Dataset content:
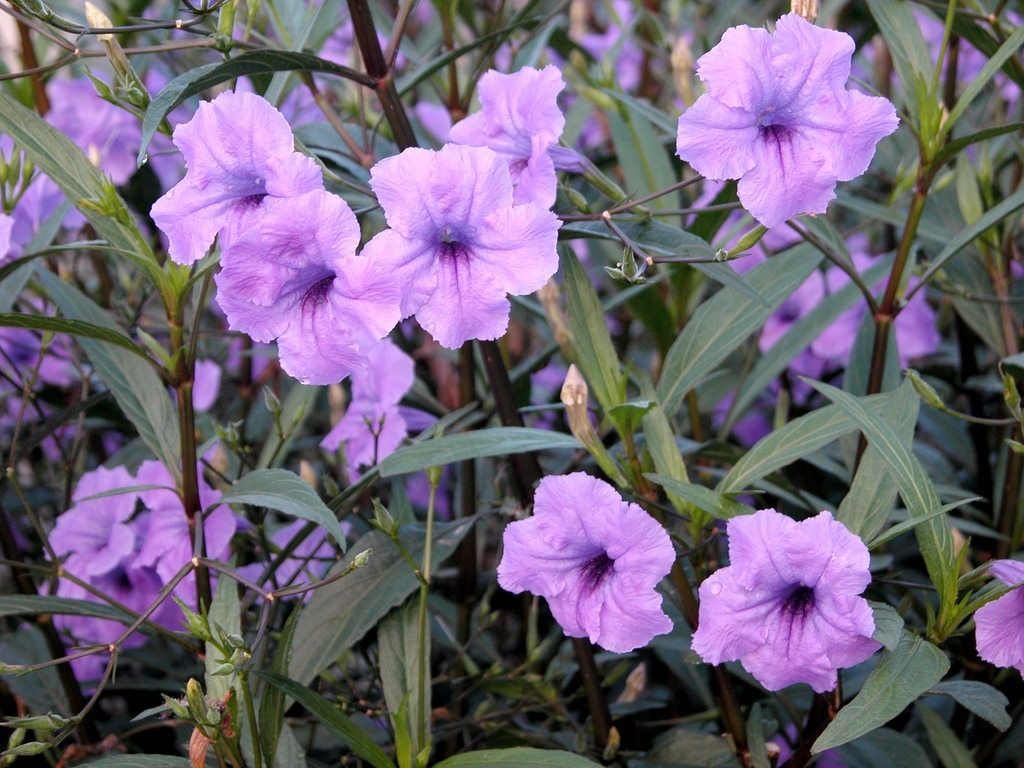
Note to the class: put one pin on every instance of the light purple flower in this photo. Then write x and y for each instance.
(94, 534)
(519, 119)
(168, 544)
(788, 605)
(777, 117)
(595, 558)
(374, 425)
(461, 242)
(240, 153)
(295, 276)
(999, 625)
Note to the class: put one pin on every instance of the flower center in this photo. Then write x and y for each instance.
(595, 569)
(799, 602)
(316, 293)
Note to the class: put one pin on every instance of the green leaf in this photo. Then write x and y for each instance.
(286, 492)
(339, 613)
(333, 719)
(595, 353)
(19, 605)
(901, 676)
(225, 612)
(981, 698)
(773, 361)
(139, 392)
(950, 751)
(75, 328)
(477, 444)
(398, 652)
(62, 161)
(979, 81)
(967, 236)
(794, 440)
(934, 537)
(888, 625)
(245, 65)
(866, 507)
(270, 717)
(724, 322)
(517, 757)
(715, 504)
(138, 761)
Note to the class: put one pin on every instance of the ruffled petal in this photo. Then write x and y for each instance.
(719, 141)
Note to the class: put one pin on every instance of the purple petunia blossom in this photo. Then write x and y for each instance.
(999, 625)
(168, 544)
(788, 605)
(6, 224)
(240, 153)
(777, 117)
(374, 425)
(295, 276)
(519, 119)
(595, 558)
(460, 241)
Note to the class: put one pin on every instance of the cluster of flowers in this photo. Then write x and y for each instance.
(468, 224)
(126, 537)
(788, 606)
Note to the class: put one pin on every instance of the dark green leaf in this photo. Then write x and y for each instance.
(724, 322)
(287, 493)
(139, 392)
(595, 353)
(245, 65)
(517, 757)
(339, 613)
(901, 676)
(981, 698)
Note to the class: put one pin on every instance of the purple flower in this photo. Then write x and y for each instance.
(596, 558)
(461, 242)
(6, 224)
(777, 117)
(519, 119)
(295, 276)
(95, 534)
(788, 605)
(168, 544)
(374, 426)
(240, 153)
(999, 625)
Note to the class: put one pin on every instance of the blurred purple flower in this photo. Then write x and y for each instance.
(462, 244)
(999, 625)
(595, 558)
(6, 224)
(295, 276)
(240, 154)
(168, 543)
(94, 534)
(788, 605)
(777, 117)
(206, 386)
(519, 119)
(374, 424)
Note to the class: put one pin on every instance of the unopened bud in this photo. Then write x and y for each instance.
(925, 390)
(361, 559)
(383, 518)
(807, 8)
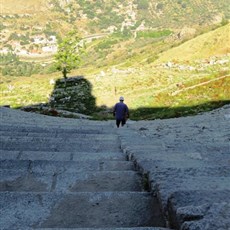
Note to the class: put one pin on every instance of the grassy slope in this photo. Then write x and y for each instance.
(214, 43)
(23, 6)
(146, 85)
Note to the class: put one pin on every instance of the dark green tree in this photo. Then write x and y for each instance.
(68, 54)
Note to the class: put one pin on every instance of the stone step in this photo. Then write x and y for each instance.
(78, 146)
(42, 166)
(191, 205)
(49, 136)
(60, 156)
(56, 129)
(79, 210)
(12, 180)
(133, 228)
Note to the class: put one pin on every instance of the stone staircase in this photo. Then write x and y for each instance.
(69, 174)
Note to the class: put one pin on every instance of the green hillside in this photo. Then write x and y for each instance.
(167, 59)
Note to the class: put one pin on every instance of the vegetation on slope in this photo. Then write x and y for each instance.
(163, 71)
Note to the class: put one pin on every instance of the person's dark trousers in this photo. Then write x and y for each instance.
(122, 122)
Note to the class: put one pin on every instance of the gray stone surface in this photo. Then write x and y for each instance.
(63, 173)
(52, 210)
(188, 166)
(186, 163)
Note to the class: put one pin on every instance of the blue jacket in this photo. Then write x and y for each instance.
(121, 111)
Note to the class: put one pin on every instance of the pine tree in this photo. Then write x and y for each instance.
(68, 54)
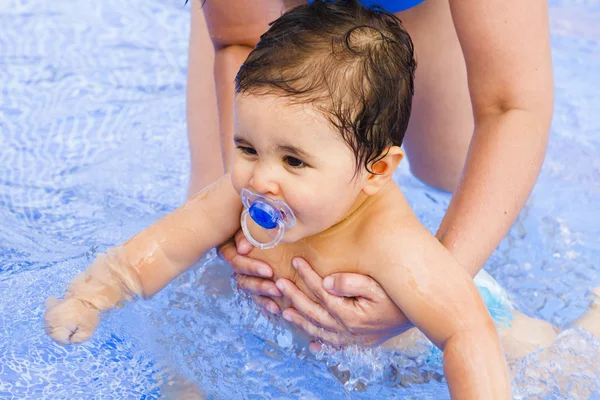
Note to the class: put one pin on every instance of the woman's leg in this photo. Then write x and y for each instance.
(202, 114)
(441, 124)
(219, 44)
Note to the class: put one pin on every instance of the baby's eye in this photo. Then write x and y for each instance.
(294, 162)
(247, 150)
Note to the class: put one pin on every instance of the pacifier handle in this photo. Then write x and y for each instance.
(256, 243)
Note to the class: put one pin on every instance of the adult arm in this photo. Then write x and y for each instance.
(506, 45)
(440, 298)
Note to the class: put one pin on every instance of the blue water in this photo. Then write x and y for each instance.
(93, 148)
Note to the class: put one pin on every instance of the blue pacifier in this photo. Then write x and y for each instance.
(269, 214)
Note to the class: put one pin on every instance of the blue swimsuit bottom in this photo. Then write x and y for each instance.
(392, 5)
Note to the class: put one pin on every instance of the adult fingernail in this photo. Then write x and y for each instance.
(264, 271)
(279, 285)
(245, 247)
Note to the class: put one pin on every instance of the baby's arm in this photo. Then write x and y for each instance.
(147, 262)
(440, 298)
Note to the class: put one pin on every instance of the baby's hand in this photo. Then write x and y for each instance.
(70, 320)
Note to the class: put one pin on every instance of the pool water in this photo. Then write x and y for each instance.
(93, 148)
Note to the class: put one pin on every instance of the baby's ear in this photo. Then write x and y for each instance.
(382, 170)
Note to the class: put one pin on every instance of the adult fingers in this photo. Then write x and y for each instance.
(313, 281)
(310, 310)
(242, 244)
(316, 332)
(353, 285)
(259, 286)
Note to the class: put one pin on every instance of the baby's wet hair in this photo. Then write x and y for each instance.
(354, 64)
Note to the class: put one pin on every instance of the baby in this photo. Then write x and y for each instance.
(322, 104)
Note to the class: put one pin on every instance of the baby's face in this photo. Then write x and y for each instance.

...

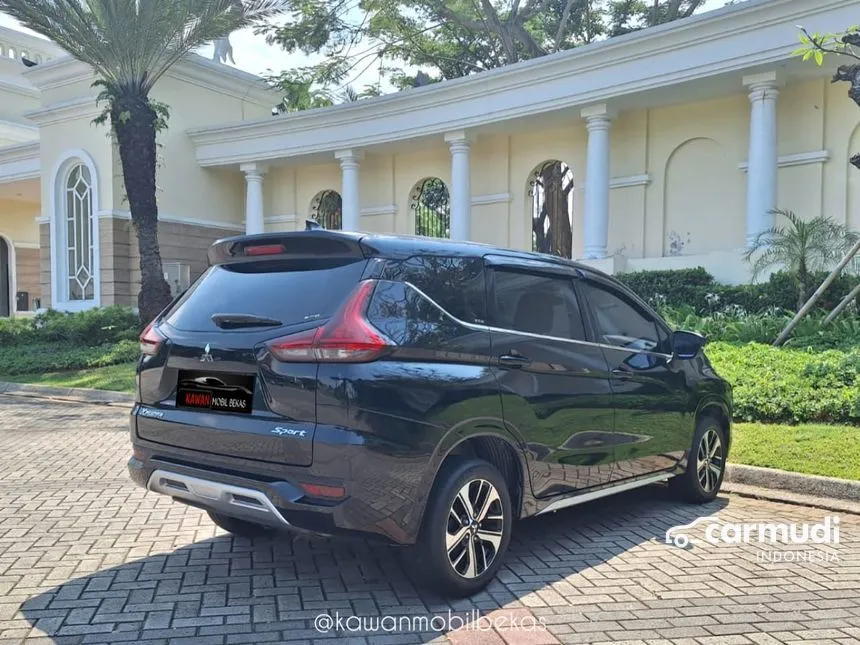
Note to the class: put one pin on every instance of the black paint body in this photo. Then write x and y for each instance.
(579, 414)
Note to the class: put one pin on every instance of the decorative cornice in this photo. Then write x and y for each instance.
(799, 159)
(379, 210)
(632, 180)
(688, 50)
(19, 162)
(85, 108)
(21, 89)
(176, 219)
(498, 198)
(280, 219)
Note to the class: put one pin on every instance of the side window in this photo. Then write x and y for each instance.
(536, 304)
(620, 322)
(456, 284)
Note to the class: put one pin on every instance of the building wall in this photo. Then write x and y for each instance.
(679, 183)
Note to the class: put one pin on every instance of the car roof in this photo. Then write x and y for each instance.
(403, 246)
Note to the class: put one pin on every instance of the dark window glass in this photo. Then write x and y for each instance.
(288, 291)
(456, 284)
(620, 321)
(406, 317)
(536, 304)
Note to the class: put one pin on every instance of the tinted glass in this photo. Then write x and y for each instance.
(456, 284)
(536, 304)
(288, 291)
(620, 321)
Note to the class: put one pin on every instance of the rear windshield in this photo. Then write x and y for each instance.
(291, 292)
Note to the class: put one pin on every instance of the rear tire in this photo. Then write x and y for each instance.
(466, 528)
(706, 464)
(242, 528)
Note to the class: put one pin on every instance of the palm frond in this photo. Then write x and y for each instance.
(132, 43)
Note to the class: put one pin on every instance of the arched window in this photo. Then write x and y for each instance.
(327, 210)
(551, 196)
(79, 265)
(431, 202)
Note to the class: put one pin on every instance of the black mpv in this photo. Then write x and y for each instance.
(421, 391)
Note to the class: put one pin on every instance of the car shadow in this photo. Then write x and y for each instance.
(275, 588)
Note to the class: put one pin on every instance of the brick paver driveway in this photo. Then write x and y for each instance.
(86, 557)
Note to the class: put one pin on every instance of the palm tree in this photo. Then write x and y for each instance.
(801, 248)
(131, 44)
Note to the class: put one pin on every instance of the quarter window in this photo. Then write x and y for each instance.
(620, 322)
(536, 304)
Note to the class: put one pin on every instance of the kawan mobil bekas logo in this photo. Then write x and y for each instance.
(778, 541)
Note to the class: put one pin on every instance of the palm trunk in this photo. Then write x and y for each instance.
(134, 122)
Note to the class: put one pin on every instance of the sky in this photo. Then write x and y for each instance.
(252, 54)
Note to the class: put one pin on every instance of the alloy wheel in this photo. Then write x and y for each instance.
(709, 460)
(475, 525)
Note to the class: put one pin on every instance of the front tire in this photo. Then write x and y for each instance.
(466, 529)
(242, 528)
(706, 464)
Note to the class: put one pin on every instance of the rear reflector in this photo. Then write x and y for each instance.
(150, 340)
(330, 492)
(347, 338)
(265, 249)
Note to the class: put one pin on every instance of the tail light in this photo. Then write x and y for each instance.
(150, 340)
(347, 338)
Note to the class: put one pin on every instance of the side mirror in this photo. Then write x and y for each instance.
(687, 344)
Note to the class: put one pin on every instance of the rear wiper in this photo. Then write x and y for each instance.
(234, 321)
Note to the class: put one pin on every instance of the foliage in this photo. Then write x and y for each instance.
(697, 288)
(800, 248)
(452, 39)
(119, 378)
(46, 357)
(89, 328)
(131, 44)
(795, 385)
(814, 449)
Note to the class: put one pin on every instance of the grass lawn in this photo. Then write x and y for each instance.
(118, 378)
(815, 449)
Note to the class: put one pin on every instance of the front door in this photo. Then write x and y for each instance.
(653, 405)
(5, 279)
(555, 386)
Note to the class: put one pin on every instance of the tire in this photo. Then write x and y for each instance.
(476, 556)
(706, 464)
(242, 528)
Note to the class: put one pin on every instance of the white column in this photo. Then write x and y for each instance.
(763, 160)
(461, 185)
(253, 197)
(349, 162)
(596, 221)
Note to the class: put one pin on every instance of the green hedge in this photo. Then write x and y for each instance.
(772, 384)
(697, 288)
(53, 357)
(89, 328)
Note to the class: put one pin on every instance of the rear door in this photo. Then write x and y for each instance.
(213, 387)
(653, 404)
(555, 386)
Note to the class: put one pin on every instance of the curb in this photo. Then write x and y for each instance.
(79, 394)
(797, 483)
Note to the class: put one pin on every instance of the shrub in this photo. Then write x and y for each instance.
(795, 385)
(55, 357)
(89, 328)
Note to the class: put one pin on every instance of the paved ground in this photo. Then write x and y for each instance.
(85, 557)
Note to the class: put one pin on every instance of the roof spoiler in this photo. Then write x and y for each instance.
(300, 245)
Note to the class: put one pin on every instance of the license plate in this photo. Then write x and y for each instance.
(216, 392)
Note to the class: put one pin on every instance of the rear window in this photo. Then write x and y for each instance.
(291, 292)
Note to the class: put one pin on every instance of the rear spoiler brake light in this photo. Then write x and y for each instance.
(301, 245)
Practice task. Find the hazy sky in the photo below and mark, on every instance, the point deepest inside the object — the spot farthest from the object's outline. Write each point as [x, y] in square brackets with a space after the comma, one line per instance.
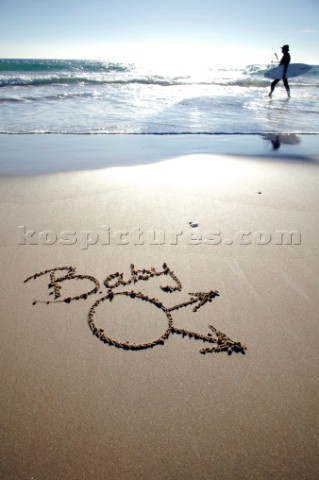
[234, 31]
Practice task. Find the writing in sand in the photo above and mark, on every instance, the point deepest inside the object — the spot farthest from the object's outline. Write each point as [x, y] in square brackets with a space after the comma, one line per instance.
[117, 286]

...

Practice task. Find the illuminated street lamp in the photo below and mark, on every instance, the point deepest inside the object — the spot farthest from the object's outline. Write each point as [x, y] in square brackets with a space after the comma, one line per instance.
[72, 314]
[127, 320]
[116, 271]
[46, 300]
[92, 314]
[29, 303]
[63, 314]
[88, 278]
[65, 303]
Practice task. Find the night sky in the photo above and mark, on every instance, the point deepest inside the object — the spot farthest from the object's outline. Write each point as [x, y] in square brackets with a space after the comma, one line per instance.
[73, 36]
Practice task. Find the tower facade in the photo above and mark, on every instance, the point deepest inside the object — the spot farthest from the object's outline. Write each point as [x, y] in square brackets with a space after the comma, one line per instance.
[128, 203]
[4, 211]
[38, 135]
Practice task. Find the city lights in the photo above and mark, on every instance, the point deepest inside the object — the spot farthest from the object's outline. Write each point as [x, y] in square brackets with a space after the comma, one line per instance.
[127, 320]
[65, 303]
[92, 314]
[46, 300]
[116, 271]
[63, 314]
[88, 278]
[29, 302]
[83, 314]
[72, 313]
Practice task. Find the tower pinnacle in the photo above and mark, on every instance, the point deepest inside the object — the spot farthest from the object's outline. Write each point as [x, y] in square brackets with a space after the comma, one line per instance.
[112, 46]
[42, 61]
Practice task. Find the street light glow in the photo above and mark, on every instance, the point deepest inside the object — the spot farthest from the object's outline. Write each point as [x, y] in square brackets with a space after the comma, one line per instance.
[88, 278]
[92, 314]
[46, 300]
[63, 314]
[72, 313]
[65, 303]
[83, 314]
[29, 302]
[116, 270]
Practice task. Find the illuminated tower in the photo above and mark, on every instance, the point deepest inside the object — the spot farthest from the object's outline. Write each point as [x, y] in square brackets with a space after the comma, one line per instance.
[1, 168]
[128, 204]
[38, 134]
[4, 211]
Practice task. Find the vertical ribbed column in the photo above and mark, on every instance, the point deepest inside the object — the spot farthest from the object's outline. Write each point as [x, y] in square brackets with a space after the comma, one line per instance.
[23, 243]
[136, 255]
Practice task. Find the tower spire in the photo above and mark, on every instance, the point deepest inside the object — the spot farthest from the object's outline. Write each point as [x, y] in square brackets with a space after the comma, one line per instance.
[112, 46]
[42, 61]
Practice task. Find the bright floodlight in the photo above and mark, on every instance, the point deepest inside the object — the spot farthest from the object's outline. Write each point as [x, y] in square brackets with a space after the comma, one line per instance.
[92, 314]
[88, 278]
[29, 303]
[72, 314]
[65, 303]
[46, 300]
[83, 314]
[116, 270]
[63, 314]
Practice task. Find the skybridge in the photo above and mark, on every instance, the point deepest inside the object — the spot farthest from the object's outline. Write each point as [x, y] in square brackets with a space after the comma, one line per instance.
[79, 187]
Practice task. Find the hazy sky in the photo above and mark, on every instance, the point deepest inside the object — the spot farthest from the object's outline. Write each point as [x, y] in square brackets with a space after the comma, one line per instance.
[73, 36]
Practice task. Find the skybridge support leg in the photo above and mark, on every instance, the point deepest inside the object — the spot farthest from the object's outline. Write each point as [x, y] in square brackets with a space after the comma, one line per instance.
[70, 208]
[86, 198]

Required work:
Please pick out every line above that contains the word "water" and copy each of those lines in full.

Solution to this task:
Note to the class: put one pin on every instance of the blue water in this photo. Then write x and y for each instance.
Note to the class: put one pin on every instance of the pool water in this photo. Then write x and y for each instance.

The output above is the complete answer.